**To do**
How many of the lines below contain the string "wall"? Case counts. Reply with the number alone.

═══ Given information

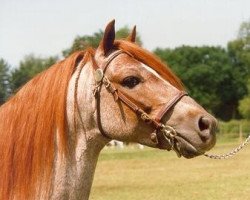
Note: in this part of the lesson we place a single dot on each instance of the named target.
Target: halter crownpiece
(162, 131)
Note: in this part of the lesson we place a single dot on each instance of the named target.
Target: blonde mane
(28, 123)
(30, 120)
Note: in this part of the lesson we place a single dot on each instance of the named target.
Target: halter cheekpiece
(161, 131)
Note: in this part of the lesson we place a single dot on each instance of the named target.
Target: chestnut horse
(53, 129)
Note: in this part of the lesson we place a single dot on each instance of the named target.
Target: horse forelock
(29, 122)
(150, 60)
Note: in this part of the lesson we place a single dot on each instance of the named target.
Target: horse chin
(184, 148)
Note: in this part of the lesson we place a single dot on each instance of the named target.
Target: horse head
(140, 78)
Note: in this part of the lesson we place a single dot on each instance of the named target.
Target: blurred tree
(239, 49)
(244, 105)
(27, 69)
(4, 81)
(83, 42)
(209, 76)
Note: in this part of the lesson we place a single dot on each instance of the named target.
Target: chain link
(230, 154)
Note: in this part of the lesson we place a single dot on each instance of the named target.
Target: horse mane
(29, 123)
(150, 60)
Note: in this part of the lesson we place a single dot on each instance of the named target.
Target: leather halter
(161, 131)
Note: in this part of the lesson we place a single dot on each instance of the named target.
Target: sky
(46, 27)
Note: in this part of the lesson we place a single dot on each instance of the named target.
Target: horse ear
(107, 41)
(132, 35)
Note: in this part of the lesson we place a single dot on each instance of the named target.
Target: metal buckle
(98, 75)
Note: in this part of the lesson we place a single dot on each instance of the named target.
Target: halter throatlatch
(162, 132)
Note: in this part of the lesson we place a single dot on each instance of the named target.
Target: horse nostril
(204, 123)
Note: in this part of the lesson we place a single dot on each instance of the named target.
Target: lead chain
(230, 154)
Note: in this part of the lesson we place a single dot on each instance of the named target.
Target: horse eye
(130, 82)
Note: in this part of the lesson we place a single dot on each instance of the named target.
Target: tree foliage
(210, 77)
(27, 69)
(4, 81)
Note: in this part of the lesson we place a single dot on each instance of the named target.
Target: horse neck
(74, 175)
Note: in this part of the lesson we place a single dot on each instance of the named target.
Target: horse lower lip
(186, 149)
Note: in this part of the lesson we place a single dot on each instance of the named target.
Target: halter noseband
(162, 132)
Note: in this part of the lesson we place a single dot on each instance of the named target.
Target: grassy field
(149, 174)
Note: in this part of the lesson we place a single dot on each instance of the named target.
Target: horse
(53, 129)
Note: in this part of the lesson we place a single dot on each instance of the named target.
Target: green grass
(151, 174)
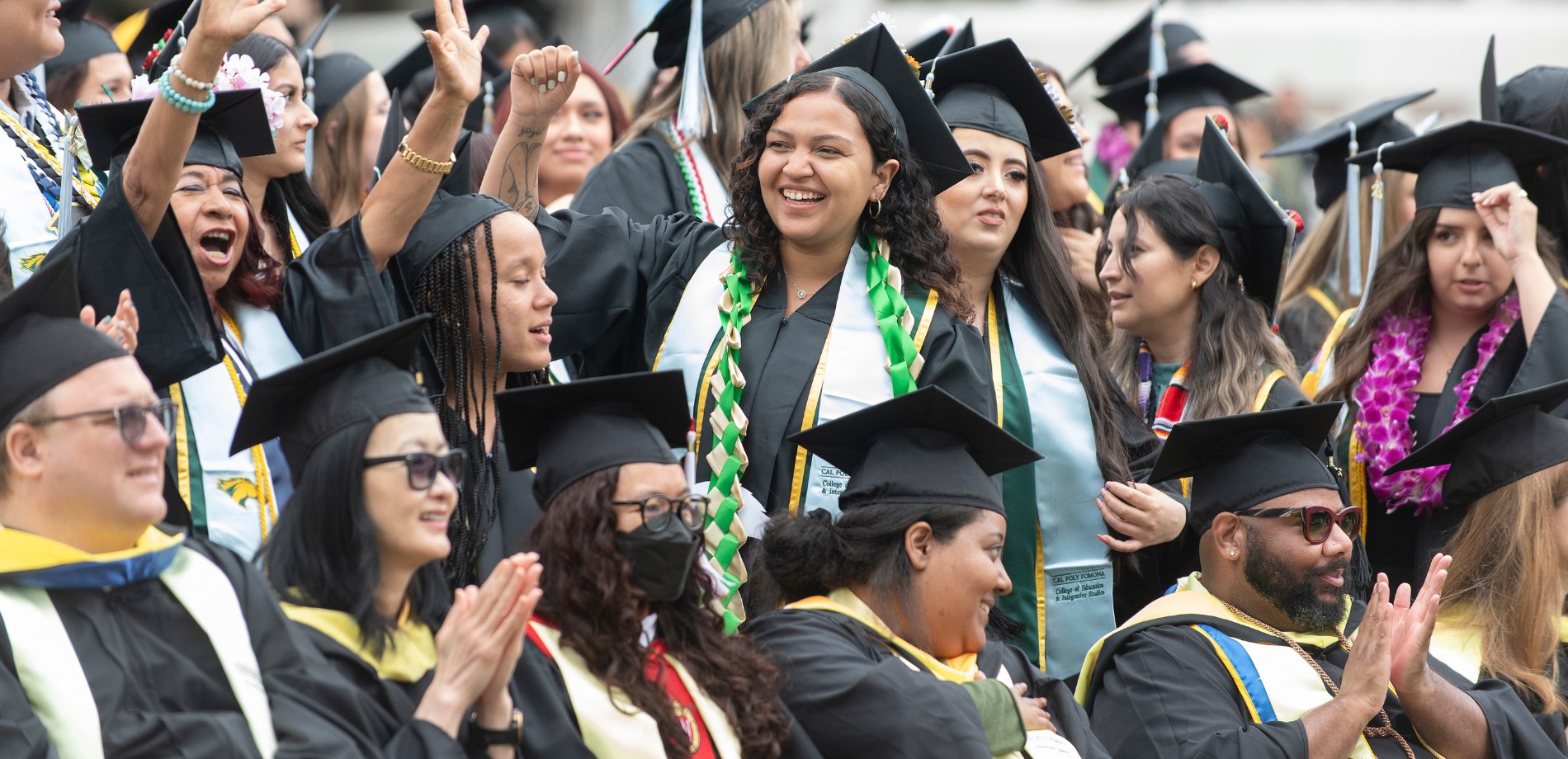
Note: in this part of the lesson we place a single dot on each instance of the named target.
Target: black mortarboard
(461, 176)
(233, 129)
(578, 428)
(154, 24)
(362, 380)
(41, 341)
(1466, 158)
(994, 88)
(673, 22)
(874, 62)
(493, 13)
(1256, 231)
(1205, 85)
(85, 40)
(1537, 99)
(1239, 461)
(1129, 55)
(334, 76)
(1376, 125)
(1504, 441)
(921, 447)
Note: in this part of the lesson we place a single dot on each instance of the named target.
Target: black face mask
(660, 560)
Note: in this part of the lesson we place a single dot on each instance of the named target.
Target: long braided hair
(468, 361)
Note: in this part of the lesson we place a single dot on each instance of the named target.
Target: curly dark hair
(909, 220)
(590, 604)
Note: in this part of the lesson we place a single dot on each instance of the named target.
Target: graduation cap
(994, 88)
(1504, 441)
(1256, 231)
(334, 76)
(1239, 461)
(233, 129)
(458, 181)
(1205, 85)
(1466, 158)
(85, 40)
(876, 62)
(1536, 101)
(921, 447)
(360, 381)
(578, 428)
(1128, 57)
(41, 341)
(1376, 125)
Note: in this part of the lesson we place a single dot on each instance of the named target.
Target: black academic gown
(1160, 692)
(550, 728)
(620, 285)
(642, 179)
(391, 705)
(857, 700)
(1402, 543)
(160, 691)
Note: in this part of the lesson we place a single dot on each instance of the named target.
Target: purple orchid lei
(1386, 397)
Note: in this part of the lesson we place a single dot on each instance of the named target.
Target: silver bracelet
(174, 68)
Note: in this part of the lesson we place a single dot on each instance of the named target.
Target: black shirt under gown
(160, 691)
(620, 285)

══════
═══ Given information

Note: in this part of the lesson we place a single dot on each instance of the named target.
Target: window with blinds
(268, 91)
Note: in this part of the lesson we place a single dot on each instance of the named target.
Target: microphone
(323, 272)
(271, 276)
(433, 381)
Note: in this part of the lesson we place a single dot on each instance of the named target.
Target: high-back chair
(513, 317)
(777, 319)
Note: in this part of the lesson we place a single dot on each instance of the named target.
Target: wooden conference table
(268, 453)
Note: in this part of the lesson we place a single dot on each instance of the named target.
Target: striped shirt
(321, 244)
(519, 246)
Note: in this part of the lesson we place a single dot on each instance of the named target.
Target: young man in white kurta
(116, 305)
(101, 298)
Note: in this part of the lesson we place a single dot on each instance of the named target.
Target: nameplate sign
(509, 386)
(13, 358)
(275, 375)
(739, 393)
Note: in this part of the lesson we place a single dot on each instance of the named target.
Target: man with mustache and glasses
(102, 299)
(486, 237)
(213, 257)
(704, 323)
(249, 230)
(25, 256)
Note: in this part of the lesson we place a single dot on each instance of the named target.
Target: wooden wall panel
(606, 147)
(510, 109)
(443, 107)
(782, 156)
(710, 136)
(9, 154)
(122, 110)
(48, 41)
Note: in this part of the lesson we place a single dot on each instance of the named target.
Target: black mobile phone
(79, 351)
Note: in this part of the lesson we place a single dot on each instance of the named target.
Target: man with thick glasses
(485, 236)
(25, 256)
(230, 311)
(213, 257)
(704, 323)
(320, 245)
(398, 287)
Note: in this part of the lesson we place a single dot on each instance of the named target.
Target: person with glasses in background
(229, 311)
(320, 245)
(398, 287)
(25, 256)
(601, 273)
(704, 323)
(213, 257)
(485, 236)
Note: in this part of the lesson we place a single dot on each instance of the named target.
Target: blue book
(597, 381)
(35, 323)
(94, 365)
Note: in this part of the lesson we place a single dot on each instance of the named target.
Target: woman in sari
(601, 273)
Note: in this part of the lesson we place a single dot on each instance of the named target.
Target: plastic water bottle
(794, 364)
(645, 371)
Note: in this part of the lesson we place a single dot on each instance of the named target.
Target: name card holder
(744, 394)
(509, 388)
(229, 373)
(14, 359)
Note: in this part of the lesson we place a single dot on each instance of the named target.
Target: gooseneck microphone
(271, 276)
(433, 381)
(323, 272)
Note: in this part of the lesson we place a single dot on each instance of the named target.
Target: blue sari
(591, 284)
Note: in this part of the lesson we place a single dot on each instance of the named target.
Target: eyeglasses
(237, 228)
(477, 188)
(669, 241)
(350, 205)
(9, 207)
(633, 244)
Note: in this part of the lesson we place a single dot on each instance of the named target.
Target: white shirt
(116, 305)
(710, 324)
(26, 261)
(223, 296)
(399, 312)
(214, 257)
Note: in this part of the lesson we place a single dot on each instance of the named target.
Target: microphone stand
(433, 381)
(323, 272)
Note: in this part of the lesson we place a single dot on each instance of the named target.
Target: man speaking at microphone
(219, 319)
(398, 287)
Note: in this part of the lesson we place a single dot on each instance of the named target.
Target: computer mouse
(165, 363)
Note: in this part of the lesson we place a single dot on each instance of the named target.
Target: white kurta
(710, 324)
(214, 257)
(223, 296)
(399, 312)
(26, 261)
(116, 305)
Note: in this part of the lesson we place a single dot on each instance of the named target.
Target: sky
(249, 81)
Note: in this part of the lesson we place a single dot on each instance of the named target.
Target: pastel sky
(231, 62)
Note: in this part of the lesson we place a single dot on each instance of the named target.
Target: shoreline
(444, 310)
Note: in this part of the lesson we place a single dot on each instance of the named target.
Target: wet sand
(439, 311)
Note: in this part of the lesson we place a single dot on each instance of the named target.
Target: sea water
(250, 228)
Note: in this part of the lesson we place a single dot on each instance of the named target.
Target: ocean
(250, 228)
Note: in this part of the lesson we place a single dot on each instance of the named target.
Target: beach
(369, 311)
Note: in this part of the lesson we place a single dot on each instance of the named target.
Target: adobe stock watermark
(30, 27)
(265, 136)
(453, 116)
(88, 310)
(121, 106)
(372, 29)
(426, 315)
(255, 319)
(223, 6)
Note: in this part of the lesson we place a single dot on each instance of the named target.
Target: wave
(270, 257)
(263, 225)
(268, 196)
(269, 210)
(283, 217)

══════
═══ Given information

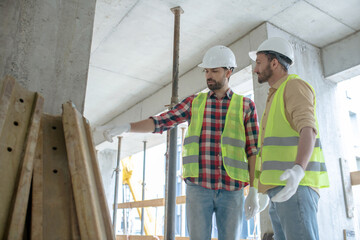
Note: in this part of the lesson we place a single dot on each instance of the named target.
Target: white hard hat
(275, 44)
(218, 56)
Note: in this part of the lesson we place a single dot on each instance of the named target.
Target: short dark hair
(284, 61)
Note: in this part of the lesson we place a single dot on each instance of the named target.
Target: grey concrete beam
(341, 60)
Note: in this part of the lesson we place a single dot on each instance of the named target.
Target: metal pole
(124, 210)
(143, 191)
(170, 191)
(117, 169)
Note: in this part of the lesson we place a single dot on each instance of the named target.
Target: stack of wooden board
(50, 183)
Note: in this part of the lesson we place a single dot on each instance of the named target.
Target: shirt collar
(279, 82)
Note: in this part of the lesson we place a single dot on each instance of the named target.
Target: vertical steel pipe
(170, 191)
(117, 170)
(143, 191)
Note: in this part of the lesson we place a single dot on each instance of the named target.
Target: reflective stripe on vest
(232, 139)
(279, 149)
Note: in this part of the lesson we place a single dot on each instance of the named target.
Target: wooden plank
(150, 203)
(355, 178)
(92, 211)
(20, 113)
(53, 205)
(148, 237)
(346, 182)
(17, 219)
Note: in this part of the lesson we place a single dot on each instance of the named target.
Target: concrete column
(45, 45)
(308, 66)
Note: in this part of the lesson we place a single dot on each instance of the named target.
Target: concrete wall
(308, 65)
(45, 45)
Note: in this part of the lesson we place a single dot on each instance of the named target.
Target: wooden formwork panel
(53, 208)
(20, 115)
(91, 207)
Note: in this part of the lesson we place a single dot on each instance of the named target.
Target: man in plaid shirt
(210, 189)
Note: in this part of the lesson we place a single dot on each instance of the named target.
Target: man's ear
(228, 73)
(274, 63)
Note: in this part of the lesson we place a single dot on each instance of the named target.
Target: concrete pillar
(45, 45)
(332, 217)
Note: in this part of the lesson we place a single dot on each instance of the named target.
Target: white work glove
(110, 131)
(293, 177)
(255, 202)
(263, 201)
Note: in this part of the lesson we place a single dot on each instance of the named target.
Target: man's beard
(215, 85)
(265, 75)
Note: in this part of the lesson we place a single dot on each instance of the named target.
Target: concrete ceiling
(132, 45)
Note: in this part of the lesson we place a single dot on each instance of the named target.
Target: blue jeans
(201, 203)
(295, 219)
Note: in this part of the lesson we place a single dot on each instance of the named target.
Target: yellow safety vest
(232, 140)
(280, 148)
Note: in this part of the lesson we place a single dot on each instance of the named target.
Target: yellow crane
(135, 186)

══════

**The output**
2